§ **Requirement 1**
Find each line in the rows that contains the word "cabinet", and copy those lines out.

§ **Document segment**
◇ ◇ ◇ ◇

Linearity of the core correspondence

Abstract

Bloch and de Clippel (J Econ Theory 145:2424–2434, 2010) characterized sets of balanced TU-games on which the core correspondence is linear by means of an equivalence relation. We characterize maximal regions on which the core correspondence is linear in four different ways. First, by finitely many linear equalities and inequalities; thus, the core is piecewise linear. Second, maximal linear regions coincide with closures of equivalence classes (in the sense of Bloch and de Clippel) that are maximal w.r.t. set inclusion. Third, maximal linear regions coincide with closures of equivalence classes of full dimension. Fourth, for every extreme point of the core of a game in the interior of a maximal linear region, the collection of tight core inequalities constitutes a basis.

◇ ◇ ◇ ◇

§ **Material provided**

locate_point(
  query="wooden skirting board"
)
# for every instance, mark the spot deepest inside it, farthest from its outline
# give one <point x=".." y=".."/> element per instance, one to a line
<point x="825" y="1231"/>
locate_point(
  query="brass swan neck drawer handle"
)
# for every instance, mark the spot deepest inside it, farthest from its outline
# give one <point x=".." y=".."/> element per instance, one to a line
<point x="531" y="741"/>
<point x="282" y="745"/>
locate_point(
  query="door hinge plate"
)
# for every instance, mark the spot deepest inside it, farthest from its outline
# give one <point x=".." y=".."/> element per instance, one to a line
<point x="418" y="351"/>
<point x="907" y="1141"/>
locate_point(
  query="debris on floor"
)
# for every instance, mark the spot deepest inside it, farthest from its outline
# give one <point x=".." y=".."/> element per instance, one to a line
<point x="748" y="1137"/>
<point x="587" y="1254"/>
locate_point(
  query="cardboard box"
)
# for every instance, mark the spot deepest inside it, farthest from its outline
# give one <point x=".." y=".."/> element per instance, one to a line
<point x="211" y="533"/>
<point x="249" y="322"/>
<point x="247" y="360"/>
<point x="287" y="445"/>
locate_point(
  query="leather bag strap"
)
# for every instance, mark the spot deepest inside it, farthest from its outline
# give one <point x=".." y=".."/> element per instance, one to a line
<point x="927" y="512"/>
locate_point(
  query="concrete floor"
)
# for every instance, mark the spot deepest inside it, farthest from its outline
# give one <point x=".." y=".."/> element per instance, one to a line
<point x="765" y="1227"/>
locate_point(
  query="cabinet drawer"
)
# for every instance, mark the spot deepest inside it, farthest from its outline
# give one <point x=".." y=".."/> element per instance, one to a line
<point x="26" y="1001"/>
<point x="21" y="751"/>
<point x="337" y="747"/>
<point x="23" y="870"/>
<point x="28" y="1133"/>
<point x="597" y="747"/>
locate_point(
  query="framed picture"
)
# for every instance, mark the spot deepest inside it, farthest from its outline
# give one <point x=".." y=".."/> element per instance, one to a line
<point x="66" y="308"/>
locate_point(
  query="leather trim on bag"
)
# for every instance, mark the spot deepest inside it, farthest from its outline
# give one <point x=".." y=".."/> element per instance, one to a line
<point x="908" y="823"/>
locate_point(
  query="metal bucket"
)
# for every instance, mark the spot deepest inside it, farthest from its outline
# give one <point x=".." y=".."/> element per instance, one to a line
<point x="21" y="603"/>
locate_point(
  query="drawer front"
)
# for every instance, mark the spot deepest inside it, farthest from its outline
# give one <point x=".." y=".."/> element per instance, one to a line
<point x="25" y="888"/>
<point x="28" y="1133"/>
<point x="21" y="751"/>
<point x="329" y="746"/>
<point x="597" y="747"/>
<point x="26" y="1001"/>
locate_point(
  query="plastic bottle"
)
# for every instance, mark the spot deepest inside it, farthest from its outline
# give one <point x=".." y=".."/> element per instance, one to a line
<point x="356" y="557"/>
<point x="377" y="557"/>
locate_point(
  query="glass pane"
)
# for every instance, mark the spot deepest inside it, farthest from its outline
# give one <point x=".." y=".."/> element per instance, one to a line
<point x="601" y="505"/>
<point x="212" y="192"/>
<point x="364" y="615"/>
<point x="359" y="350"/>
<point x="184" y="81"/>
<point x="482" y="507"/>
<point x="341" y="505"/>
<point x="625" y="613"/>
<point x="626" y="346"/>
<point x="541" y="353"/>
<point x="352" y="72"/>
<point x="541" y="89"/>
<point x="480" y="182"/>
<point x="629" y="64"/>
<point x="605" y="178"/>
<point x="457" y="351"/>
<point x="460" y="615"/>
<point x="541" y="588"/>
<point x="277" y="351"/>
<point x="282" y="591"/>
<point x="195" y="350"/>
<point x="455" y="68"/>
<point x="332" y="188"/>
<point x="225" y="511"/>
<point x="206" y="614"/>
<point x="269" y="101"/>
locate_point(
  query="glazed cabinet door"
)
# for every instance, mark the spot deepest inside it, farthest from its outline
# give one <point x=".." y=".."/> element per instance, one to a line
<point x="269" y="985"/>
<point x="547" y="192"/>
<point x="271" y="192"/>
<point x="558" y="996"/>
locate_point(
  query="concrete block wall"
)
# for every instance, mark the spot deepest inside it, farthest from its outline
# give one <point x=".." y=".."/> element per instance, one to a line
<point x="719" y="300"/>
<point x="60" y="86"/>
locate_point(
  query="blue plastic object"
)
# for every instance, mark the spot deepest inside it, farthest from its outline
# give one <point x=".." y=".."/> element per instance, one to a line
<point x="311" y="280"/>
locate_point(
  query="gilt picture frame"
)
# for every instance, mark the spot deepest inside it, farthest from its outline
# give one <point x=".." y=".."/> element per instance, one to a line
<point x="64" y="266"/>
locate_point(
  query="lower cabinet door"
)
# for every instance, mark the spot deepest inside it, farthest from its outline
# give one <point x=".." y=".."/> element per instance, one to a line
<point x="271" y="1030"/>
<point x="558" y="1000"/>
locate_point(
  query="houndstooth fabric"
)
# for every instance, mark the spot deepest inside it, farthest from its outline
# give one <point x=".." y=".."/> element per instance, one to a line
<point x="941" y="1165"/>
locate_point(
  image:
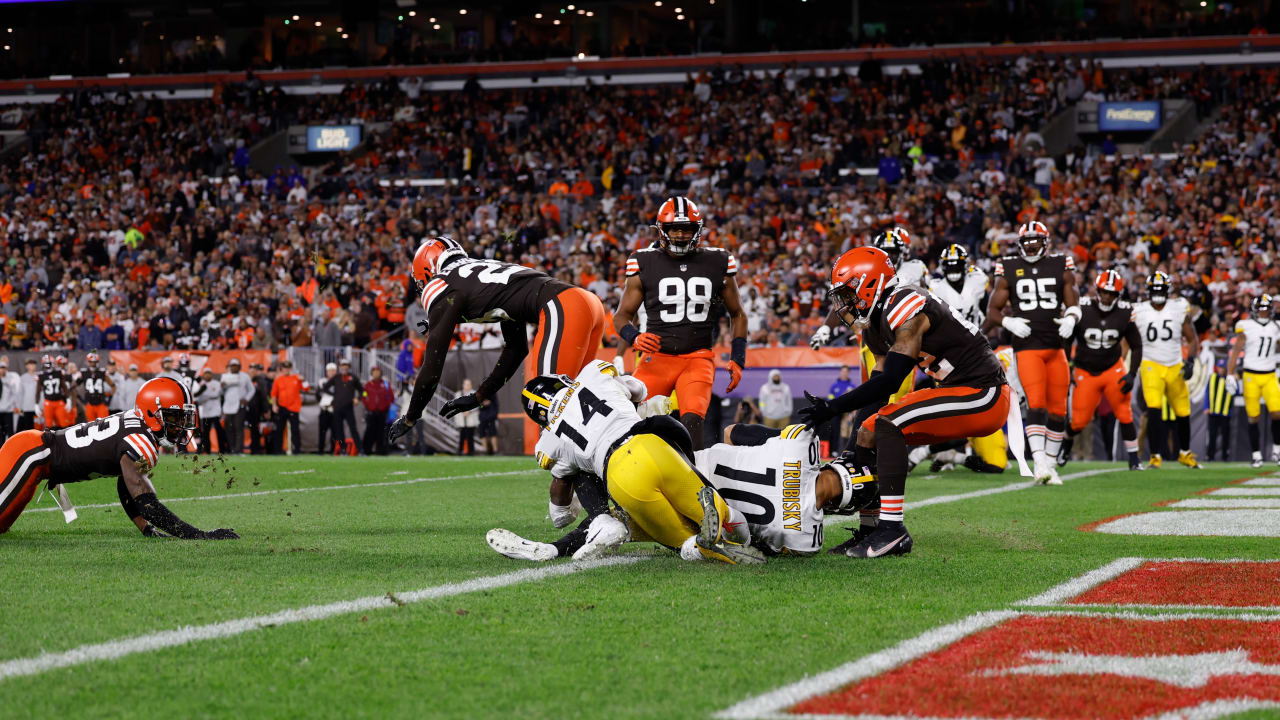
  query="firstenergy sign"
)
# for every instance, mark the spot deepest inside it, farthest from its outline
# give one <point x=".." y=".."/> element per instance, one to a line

◇ ◇ ◇ ◇

§ **Requirement 2**
Please continue the abstract on the linearity of the core correspondence, starting right after its last sentence.

§ **Response 1**
  query="cabinet drawer"
  query="glazed cabinet door"
  query="lower cabinet door"

§ **Response 2**
1 Introduction

Since the graph of the core correspondence is defined by finitely many linear inequalities, this graph is a polyhedral set. It is therefore to be expected that the core correspondence is piecewise linear. Bloch and de Clippel (2010) introduced an equivalence relation based on the extreme points of the core to identify the classes of balanced games on which the core is additive. In this paper, using a result of Kuipers et al. (2010), we characterize those equivalence classes by finitely many linear inequalities. It follows that the core correspondence is indeed piecewise linear.

Additionally, we provide three alternative characterizations of the maximal regions on which the core correspondence is linear. First, such regions coincide with closures of equivalence classes of full dimension. Second, such regions coincide with closures of equivalence classes that are maximal w.r.t. set inclusion. Third, for every extreme point of the core of a game in the interior of a maximal region, the collection of tight core inequalities constitutes a basis.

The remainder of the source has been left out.